▶ _SHORT PROBLEM_:
Look for the line containing "of the eyelash" in the listing below. Retype that line and every subsequent line through the last one, and only those.

▶ _SOURCE MATERIAL_:
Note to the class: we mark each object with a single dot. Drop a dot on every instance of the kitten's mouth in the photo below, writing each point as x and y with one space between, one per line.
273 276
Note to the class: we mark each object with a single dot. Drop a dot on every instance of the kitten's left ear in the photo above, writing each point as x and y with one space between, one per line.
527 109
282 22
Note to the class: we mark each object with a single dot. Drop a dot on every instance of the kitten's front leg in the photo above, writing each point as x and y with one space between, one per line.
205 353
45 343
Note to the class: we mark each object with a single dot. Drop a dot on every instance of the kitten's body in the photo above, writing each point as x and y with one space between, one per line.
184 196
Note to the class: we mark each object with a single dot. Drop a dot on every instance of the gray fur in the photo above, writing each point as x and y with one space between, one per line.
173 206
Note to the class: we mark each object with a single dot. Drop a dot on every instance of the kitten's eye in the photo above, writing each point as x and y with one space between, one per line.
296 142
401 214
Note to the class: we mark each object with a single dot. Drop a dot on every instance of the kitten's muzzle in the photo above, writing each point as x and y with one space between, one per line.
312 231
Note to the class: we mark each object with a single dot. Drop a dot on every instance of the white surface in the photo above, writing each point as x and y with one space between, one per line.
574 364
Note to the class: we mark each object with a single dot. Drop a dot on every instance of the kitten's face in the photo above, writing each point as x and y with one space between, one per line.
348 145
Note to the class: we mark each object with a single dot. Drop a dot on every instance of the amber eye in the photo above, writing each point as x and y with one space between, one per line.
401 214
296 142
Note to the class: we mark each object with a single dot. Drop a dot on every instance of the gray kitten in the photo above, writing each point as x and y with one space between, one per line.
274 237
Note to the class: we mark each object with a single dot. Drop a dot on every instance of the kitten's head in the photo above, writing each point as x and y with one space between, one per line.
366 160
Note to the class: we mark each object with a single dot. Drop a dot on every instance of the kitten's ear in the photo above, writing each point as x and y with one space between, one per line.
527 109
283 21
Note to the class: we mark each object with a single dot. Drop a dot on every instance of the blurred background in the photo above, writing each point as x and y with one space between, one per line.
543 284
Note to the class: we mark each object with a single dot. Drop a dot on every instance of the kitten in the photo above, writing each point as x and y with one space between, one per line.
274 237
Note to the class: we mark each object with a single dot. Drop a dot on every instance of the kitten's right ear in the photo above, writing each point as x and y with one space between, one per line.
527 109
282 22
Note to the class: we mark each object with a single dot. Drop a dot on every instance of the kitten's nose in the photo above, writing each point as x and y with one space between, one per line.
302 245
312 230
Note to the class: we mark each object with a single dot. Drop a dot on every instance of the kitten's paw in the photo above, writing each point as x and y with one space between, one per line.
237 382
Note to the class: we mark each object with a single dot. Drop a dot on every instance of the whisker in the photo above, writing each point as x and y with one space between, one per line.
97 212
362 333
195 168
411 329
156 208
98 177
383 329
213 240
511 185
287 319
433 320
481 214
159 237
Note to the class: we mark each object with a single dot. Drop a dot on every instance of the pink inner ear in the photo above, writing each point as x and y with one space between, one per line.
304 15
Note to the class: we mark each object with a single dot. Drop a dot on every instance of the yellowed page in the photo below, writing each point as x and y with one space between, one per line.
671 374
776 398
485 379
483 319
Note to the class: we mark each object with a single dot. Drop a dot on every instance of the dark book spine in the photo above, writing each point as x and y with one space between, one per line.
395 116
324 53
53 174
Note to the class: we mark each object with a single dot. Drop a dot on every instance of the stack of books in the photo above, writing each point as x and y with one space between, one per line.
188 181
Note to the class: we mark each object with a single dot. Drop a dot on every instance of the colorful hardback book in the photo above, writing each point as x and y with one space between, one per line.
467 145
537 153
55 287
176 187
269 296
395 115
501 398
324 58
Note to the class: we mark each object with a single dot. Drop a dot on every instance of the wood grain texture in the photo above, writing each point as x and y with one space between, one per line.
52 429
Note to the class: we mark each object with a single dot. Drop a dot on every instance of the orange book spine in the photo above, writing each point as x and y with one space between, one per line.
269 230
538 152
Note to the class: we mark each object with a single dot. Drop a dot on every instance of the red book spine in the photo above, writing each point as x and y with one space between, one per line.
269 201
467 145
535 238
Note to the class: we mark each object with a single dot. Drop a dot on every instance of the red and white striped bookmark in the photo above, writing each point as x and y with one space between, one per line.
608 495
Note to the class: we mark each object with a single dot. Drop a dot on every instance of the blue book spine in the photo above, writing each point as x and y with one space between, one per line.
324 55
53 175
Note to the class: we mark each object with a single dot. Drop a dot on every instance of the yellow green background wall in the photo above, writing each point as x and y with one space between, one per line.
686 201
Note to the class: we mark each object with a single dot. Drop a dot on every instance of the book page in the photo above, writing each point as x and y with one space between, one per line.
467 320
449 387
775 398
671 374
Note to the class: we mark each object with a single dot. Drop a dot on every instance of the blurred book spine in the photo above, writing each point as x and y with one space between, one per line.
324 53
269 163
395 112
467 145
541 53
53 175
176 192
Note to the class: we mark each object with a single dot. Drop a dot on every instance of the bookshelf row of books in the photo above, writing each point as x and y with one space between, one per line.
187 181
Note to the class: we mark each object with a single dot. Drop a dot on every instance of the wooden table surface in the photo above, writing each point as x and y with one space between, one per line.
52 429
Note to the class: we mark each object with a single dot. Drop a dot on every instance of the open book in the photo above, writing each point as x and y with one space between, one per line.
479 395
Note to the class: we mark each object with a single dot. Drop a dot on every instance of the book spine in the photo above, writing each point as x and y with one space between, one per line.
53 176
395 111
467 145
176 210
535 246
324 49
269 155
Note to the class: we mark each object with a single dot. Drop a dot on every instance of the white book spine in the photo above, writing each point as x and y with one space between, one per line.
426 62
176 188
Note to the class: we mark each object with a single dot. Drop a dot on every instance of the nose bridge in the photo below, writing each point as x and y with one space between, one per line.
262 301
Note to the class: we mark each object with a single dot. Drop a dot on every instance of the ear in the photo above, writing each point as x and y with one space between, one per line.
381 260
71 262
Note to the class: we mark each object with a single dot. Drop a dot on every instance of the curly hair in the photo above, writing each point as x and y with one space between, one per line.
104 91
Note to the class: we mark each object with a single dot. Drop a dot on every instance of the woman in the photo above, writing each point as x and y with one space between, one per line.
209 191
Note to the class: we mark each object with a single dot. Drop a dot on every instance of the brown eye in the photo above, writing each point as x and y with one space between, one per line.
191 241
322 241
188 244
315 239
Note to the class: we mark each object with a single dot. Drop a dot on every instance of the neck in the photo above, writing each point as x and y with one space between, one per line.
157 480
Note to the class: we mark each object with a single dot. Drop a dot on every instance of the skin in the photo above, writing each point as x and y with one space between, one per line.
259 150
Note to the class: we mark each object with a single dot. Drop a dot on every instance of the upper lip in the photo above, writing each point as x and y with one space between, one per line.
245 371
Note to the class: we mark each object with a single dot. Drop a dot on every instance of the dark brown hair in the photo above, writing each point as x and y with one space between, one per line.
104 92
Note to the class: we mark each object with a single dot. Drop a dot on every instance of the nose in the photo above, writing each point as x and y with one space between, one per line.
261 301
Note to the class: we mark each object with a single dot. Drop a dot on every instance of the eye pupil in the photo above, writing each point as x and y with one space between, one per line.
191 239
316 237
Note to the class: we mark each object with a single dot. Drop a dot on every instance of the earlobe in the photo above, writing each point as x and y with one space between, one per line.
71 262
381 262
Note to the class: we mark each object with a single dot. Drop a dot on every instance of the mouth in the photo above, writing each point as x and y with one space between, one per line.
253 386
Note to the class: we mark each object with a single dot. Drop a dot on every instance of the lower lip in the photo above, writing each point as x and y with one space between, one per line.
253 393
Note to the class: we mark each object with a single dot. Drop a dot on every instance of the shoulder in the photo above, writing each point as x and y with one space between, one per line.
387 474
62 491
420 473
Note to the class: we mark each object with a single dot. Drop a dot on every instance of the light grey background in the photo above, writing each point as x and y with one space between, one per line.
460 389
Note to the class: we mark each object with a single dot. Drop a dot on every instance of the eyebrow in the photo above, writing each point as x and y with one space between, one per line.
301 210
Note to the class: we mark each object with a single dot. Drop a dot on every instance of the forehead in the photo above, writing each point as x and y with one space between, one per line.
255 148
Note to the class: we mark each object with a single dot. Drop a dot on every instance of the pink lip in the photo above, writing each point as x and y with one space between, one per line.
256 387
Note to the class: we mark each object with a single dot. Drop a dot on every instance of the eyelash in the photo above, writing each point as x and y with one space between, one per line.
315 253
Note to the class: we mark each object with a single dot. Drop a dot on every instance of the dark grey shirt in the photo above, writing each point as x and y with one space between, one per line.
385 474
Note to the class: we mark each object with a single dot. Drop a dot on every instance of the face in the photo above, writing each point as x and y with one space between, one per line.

▶ _FINAL RESULT_:
Note to the class: we mark each object with a single dot. Drop a dot on every instance of the eyelash in the photo above, writing each point as x and y with one space between, one per line.
315 253
Note to the class: we mark each object with a single dot. Drop a dot on every instance of the dark grey shirt in the photo above, writing each point as x and y with one space between, one per line.
385 474
Note to the class: we mark each object with a single dot. Drop a dot on every instance of the face in the photo above, writing each point as x and y with one space between, one per line.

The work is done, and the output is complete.